SOURCE EXTRACT

****************

- Date: December 31, 1985
- Season: 1985
- Stadium: Legion Field
- Location: Birmingham, Alabama
- MVP: WR Mark Ingram, Sr, Michigan State
- Attendance: 45,000

United States TV coverage
- Network: WTBS
- Announcers: Bob Neal, Tim Foley and Paul Hornung

= 1985 All-American Bowl =

The 1985 All-American Bowl was a college football postseason bowl game between the Georgia Tech Yellow Jackets and the Michigan State Spartans. The game was the ninth edition of the Hall of Fame Classic and originally took on that moniker. However, the name was changed in the fall of 1985 to the All-American Bowl.

==Background==
The Spartans tied for fourth in the Big Ten Conference while the Yellow Jackets finished 2nd in the Atlantic Coast Conference.

****************

WRITTEN TASKS
**1)** In the 1985 All-American Bowl article, at which stadium was the game played?
**2)** Duplicate the part of the 1985 All-American Bowl article starting with "The 1985 All-American" and going on through "the All-American Bowl.".
**3)** Pick up the 1985 All-American Bowl article after its last sentence and continue writing it.

ENTRIES SHOWN

****************

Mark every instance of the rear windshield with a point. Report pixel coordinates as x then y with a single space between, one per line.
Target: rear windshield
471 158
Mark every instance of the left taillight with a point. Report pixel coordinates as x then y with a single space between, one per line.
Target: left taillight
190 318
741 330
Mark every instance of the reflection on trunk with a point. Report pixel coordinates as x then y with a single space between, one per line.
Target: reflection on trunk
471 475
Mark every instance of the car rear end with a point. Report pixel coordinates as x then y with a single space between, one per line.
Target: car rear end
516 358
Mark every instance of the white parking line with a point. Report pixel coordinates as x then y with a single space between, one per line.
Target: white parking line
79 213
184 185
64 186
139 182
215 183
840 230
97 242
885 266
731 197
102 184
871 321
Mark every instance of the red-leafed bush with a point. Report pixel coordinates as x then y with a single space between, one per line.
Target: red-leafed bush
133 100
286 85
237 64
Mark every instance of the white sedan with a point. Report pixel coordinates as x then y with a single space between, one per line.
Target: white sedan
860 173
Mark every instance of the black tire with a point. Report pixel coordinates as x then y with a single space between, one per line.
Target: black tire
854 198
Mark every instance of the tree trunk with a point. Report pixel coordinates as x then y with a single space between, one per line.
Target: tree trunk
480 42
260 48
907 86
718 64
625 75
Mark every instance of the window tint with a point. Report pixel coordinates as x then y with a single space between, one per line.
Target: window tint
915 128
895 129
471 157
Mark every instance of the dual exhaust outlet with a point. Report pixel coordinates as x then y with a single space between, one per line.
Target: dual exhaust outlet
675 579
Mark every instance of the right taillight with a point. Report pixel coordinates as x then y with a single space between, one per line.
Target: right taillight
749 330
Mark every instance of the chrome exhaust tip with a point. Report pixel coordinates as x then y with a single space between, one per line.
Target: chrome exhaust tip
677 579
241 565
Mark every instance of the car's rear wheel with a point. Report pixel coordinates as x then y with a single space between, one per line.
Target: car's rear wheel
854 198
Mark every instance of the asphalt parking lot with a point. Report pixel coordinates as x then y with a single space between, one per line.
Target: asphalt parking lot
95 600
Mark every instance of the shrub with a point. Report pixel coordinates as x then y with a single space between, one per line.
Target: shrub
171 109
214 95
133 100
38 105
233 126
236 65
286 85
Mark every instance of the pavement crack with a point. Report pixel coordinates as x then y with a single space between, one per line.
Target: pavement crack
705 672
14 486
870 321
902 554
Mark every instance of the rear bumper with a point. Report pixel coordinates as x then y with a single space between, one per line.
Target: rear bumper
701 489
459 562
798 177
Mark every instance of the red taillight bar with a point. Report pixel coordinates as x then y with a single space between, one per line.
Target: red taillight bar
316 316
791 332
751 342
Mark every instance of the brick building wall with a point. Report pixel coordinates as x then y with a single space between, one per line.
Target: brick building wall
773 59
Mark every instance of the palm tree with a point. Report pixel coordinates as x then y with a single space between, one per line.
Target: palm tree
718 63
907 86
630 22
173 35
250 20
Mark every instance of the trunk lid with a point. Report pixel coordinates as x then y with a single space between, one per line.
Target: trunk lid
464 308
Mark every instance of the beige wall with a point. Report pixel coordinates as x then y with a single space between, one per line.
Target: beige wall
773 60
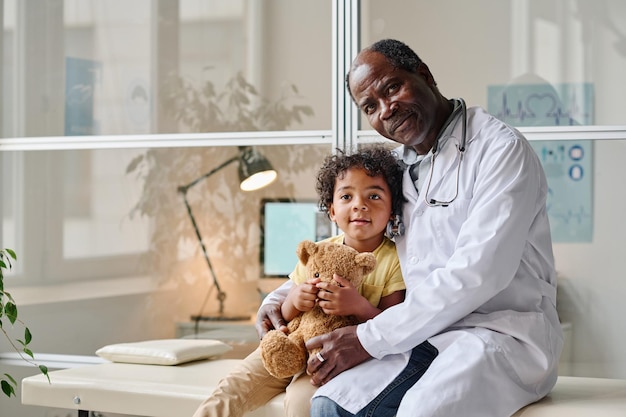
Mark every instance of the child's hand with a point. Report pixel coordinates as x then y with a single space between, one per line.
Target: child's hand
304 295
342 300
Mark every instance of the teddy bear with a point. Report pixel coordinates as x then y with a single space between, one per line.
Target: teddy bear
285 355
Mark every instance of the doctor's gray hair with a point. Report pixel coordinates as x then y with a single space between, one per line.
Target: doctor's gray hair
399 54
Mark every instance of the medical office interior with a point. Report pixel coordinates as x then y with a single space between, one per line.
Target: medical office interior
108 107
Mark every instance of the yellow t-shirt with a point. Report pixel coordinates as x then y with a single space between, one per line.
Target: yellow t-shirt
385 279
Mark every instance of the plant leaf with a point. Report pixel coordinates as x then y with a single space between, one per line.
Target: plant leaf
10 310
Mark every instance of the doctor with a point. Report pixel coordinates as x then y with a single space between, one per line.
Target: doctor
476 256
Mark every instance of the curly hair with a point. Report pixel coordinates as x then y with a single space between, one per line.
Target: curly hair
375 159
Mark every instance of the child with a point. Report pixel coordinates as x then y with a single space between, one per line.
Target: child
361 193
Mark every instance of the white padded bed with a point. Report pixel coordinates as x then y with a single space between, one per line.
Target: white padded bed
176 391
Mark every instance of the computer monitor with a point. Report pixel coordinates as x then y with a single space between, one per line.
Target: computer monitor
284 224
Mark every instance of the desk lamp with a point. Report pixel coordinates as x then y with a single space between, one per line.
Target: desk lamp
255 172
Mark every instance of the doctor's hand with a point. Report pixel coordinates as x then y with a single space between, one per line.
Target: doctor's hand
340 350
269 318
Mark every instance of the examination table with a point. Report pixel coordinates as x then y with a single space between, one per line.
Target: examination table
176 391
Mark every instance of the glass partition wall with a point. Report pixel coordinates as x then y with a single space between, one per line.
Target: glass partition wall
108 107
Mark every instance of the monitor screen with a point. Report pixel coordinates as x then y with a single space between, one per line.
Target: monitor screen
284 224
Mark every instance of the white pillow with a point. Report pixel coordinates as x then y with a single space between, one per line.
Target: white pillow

****************

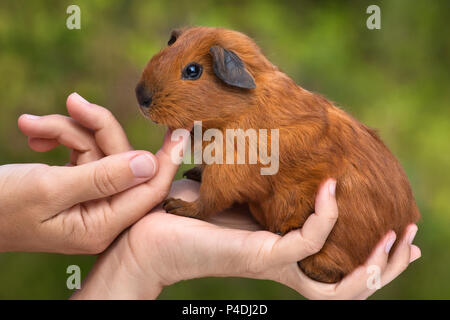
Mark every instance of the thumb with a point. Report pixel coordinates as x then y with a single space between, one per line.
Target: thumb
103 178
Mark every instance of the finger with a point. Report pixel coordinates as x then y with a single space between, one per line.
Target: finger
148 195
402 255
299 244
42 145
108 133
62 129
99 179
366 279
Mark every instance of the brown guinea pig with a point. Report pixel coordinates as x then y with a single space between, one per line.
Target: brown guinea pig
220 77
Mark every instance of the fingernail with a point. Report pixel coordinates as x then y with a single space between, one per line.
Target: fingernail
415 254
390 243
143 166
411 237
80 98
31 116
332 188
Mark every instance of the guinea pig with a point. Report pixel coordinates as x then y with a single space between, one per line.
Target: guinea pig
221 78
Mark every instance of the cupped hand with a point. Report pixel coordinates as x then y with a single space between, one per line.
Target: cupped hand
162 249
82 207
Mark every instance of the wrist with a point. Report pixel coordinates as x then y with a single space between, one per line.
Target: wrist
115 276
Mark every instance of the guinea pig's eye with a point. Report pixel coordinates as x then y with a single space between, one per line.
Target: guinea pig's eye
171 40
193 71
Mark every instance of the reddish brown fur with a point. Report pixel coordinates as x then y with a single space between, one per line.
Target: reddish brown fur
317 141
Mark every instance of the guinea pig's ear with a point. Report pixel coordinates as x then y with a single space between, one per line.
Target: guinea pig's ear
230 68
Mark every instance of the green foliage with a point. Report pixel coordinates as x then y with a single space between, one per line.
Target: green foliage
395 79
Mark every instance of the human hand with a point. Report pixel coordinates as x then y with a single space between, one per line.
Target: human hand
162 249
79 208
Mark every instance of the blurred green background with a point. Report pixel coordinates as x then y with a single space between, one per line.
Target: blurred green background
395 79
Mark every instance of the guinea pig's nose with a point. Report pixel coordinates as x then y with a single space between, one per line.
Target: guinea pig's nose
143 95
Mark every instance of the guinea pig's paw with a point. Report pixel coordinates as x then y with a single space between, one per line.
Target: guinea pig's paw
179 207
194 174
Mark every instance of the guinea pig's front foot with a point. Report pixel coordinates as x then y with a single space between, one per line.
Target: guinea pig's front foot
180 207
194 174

****************

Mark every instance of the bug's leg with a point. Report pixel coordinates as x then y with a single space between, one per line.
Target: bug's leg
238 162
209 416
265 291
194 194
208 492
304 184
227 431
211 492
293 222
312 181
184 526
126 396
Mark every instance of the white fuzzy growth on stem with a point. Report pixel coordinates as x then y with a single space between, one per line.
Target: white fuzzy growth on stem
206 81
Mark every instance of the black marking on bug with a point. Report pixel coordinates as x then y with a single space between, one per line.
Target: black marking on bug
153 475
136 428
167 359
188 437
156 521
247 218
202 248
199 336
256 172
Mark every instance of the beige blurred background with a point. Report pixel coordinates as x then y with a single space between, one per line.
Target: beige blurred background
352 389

****************

ANSWER SET
**1)** Legion Field, in Birmingham, Alabama.

**2)**
The 1985 All-American Bowl was a college football postseason bowl game between the Georgia Tech Yellow Jackets and the Michigan State Spartans. The game was the ninth edition of the Hall of Fame Classic and originally took on that moniker. However, the name was changed in the fall of 1985 to the All-American Bowl.

**3)**
==Game summary==
Mark Ingram, Sr caught a touchdown pass from Dave Yarema to give the Spartans a 7–0 lead with 2:03 left in the first half. Todd Rampley responded early in the second half on a touchdown plunge with 11:14 left in the 3rd. Ingram scored his second touchdown on a 27-yard pass from Yarema to make it 14–7 with 4:41 in the quarter. Georgia Tech narrowed the lead on a field foal by David Bell with 7:08 left in the game. However, a fumble by the Spartans was recovered by the Yellow Jackets at the 42 with five minutes remaining, giving them the ball in Michigan State territory. Six plays later, Malcolm King scored on a 5-yard touchdown run with 1:50 left to give Georgia Tech a 17–14 lead, which proved to be victory after Michigan State failed to get in range for the tie. Malcolm King rushed for 122 yards on 16 carries. Mark Ingram, Sr caught 3 passes for 70 yards for the Spartans.

==Aftermath==
Georgia Tech did not reach another bowl until 1990. Michigan State reached the Rose Bowl in 1987.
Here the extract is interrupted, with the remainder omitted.